▸ **Given problem**
Lay out the lines of the listing as a numbered list, starting at the line containing "Note: for every instance of the bush" and ending at the line containing "[[216, 169], [435, 173]]", with both of those lines included and any blank lines left out.

---------- Dataset entries

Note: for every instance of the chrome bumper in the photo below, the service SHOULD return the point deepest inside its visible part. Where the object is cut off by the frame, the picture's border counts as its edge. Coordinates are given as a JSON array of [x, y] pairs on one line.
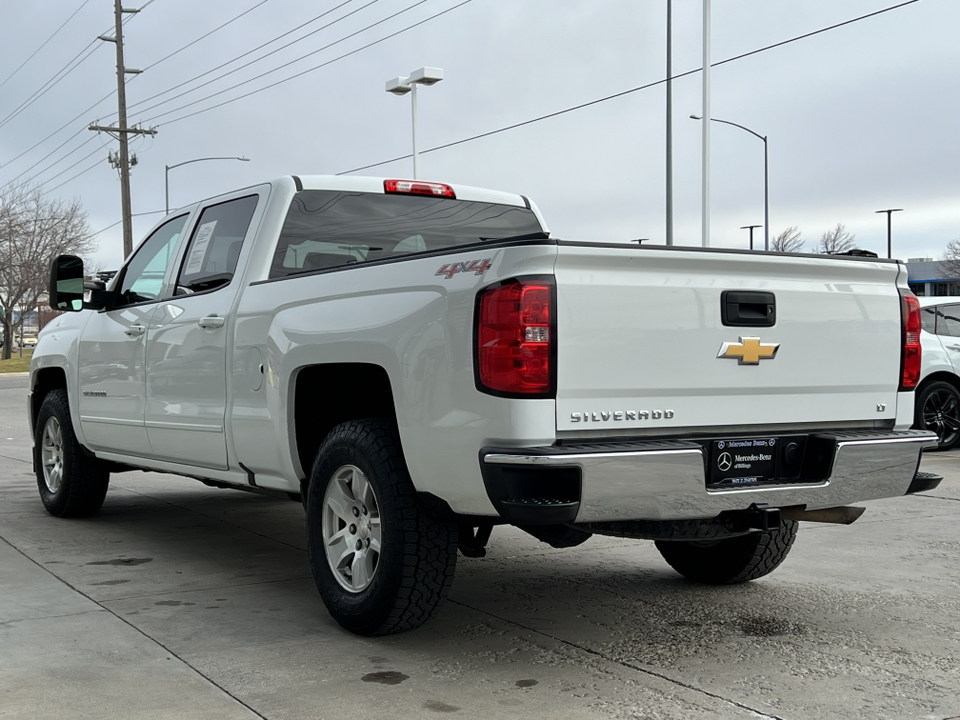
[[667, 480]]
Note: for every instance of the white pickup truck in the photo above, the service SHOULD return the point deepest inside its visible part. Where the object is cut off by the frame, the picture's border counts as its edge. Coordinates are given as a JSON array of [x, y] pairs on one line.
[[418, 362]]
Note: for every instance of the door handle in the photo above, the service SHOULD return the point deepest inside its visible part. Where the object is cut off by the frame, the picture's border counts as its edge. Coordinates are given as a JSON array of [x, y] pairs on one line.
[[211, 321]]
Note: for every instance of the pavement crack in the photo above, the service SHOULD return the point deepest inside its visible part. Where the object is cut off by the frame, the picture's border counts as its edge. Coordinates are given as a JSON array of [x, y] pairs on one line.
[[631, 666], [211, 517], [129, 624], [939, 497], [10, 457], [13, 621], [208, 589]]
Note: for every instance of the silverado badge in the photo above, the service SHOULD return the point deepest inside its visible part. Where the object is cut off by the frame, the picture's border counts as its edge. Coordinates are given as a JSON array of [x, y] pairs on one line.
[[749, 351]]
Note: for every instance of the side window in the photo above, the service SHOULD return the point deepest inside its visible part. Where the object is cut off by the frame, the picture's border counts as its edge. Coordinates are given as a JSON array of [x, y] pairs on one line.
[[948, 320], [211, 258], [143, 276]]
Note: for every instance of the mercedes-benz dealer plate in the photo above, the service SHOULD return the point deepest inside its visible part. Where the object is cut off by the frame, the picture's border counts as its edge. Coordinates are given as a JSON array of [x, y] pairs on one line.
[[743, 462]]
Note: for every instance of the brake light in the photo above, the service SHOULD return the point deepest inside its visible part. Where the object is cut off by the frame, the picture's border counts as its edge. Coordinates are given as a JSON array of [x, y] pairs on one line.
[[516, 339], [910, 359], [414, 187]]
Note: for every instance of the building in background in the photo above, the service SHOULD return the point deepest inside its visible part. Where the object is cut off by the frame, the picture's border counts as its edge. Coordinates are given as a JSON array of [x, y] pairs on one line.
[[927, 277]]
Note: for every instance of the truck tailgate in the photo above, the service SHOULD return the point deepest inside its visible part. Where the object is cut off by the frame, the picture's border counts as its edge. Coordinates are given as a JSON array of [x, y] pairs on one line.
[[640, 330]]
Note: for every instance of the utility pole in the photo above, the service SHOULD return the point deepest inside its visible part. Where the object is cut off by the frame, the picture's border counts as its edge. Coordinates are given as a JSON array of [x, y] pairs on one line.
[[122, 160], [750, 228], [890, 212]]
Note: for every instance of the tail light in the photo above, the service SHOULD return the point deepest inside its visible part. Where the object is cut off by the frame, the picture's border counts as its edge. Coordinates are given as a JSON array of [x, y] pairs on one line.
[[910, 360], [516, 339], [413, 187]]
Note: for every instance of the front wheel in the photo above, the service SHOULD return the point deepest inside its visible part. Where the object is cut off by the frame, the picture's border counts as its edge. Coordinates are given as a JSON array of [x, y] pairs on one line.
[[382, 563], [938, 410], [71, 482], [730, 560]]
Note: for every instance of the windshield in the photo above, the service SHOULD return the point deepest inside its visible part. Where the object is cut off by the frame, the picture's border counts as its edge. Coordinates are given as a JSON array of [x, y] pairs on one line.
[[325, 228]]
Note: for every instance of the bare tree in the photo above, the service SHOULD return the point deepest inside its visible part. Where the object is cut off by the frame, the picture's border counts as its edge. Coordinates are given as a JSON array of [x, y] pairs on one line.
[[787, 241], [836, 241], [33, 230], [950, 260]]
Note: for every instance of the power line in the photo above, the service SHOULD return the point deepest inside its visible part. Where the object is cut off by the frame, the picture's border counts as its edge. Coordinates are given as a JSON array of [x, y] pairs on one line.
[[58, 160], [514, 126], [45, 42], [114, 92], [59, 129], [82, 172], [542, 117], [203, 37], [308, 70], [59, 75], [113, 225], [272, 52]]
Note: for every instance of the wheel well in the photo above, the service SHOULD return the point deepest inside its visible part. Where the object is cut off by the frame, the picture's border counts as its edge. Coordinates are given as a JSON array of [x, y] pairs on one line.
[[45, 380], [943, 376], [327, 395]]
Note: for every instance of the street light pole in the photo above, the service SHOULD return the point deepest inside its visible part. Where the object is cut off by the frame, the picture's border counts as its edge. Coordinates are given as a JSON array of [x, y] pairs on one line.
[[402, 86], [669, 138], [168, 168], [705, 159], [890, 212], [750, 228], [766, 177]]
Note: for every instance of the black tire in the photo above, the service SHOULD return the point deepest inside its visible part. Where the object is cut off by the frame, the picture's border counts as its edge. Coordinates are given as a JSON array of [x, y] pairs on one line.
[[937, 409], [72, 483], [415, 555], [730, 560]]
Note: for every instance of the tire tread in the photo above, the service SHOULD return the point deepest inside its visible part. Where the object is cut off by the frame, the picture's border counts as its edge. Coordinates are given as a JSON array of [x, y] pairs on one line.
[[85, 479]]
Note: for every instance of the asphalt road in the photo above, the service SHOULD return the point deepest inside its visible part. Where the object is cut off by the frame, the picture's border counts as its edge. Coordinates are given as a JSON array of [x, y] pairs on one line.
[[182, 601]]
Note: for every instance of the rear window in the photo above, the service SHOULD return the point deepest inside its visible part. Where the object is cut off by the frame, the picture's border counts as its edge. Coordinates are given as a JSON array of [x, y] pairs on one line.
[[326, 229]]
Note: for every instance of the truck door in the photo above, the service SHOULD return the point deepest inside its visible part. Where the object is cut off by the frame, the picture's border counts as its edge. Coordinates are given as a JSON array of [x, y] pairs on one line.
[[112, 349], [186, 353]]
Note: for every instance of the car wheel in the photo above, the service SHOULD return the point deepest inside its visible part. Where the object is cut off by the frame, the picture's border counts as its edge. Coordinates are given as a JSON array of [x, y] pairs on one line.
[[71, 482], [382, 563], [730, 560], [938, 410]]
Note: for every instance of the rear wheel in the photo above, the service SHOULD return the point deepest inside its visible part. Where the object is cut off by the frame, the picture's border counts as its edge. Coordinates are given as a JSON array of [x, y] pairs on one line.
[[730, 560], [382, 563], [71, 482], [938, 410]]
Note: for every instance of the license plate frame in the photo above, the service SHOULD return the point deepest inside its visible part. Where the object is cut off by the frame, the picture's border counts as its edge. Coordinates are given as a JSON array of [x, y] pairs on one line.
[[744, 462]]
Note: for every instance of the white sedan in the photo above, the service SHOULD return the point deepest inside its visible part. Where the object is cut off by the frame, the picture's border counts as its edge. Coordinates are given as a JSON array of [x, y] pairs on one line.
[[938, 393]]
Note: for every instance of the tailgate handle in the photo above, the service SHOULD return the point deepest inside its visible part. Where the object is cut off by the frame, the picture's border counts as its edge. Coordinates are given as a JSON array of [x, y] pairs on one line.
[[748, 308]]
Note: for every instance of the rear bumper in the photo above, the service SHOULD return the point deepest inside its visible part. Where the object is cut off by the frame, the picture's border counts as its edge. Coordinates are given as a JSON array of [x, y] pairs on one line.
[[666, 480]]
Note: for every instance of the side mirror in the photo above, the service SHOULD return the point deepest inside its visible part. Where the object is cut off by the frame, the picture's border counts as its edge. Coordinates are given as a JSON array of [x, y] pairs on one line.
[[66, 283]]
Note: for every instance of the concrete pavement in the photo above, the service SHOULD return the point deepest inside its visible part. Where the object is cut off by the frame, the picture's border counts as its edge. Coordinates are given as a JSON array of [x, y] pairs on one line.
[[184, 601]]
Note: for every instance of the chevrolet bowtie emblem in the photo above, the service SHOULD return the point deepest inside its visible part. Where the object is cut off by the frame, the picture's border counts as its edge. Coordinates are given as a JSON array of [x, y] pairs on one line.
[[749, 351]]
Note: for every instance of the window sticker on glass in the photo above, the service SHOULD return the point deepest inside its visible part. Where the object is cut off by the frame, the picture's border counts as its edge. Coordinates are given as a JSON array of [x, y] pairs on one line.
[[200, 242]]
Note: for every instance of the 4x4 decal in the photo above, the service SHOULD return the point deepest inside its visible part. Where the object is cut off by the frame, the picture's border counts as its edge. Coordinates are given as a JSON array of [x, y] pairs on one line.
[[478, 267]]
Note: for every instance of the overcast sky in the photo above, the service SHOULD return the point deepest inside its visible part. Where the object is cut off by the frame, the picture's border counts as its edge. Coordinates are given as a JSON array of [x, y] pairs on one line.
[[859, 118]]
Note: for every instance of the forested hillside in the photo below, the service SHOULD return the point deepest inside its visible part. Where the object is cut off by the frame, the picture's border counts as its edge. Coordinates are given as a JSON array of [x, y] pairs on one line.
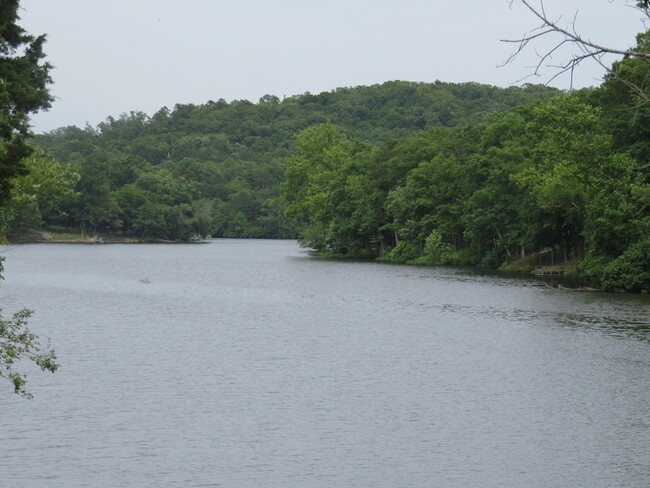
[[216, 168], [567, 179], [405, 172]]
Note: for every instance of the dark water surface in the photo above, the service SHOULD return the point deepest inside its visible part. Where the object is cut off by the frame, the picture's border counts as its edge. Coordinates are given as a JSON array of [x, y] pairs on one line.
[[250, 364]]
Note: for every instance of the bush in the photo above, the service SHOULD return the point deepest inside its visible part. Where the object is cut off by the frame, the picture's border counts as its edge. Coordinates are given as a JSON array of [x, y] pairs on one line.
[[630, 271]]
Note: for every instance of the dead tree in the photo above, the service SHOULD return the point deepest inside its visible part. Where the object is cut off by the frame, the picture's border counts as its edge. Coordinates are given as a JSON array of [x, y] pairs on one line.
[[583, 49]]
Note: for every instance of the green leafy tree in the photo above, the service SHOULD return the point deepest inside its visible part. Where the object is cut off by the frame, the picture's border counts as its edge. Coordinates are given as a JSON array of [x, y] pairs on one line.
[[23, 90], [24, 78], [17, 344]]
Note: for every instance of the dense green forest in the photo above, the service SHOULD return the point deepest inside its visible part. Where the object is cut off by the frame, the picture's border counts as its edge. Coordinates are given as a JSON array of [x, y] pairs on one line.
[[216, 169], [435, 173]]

--------------------
---------- Dataset entries

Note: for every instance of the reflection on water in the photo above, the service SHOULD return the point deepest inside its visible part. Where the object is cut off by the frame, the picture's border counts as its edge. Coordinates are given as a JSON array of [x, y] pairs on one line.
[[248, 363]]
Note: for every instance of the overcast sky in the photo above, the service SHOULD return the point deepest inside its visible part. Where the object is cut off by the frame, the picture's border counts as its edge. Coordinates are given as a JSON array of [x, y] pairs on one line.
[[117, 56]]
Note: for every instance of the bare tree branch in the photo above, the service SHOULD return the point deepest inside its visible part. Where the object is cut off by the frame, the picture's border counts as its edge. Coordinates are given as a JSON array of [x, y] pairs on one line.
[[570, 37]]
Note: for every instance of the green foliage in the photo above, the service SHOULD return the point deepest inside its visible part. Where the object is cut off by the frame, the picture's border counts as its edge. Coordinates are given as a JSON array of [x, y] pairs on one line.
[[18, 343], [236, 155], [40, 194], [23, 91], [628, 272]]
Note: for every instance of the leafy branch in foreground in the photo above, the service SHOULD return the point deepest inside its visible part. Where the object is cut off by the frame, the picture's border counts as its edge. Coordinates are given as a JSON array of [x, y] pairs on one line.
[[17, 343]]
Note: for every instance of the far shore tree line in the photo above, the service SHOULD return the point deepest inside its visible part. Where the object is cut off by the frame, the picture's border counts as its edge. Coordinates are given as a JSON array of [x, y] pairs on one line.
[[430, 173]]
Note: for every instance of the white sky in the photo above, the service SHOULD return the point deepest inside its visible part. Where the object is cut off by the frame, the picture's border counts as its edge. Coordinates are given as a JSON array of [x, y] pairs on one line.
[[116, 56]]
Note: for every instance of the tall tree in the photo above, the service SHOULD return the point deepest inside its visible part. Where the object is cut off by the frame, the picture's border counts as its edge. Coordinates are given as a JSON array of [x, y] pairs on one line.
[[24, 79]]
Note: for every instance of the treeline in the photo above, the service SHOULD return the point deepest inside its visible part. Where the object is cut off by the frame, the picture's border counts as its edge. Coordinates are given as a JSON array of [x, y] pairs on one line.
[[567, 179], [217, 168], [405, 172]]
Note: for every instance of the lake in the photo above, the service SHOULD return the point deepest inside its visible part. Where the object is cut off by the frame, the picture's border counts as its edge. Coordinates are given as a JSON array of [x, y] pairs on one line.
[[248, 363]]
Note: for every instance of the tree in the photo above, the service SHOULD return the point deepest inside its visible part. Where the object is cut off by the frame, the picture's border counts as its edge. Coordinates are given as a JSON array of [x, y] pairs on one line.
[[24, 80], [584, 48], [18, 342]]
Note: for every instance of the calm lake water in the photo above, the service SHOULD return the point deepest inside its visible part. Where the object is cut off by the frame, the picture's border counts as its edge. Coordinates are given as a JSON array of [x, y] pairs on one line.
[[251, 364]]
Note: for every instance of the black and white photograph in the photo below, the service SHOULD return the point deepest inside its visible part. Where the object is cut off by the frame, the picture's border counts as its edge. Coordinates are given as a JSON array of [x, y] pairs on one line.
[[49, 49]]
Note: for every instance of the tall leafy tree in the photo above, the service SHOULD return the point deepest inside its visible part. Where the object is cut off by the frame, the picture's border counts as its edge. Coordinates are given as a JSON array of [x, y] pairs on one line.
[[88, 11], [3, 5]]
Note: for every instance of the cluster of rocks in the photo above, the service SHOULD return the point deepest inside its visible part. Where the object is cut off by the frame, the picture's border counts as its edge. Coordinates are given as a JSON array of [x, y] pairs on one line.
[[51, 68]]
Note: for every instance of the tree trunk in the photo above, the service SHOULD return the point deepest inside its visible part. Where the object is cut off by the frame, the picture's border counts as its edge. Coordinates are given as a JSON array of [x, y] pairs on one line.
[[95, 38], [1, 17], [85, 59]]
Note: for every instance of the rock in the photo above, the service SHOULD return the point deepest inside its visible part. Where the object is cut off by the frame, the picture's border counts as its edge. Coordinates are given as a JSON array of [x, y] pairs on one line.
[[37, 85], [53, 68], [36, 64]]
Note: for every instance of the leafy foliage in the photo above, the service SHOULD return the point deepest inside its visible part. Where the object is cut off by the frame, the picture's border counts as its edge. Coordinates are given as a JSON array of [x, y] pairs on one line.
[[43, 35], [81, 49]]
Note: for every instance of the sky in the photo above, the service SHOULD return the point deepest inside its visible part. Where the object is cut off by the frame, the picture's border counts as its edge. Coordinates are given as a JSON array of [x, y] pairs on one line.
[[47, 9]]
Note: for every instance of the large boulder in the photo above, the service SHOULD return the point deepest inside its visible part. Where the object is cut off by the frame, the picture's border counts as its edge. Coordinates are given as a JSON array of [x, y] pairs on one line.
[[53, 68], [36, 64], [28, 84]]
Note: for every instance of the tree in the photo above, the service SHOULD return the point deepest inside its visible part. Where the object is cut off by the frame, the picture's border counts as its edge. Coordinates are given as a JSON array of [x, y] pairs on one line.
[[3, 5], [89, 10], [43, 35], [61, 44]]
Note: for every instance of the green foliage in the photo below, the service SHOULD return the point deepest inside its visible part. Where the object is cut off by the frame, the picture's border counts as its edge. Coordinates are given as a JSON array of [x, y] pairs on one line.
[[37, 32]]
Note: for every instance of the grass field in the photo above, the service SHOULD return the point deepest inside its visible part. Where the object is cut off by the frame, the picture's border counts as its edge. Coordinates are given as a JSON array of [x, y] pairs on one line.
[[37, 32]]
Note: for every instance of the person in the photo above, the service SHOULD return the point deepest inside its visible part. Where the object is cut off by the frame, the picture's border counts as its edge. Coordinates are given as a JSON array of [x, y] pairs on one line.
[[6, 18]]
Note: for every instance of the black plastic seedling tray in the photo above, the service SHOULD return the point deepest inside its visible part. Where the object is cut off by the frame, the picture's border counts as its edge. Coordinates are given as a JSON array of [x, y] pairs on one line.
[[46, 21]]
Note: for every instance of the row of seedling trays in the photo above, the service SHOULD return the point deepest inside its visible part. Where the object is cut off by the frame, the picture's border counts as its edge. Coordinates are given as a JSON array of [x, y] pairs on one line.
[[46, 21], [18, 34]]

--------------------
---------- Dataset entries

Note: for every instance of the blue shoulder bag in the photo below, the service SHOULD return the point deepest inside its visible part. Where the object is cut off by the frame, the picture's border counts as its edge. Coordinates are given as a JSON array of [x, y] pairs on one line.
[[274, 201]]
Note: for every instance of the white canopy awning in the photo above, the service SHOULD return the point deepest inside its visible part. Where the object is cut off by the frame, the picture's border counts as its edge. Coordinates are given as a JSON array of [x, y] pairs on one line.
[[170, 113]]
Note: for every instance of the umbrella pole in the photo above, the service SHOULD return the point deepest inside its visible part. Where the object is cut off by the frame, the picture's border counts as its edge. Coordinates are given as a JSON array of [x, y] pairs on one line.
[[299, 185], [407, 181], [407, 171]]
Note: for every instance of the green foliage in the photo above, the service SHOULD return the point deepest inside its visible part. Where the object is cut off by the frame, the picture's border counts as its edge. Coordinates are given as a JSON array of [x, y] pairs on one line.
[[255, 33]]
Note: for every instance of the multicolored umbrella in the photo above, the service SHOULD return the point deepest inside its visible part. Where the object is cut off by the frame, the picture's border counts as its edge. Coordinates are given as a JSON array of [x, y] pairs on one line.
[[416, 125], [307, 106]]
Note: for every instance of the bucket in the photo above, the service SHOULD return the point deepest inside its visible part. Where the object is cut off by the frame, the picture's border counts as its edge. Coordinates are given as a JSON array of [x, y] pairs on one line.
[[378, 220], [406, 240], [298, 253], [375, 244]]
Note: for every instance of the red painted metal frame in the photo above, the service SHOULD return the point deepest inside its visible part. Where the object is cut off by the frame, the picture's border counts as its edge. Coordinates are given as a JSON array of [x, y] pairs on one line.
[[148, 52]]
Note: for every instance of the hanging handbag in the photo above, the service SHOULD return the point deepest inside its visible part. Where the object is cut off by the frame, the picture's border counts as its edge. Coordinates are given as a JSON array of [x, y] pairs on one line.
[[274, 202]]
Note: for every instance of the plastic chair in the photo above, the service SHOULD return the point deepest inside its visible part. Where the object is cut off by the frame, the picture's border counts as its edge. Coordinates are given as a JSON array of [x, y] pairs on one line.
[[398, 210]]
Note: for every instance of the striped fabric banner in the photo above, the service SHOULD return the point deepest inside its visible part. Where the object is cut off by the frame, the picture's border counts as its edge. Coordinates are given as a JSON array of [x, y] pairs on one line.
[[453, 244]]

--------------------

▸ **The result**
1. Note: for every instance of the bush in the photo above, the service SHOULD return the point deepest inside its visible part. Where the object is cut off by the frame, the picture's border counts as its edge. Coordinates are given as a JSON array of [x, y] pairs on one line.
2. [[630, 271]]
3. Note: for every instance of the dead tree in the photo above, the service SHOULD return the point deepest inside its visible part. Where the object is cut off by the frame, the picture's border counts as its edge. Coordinates are given as a JSON array of [x, y] pairs on one line.
4. [[583, 49]]
5. Note: for every instance of the green leafy tree in the photo above, the service SHOULD return the point deepest inside its visible part. Where the object is cut off by the frame, the picture's border counts as its edge. Coordinates are given as a JSON array of [x, y] pairs on one line.
6. [[23, 90], [24, 78], [17, 344]]
7. Note: for every instance of the dense green forest in the photo above, the service SHOULD return the point deepest inside its visible part. Where the object is cut off by the frame, the picture's border counts as its edge. Coordinates are given as a JSON array of [x, y] pairs on one line.
8. [[216, 169], [435, 173]]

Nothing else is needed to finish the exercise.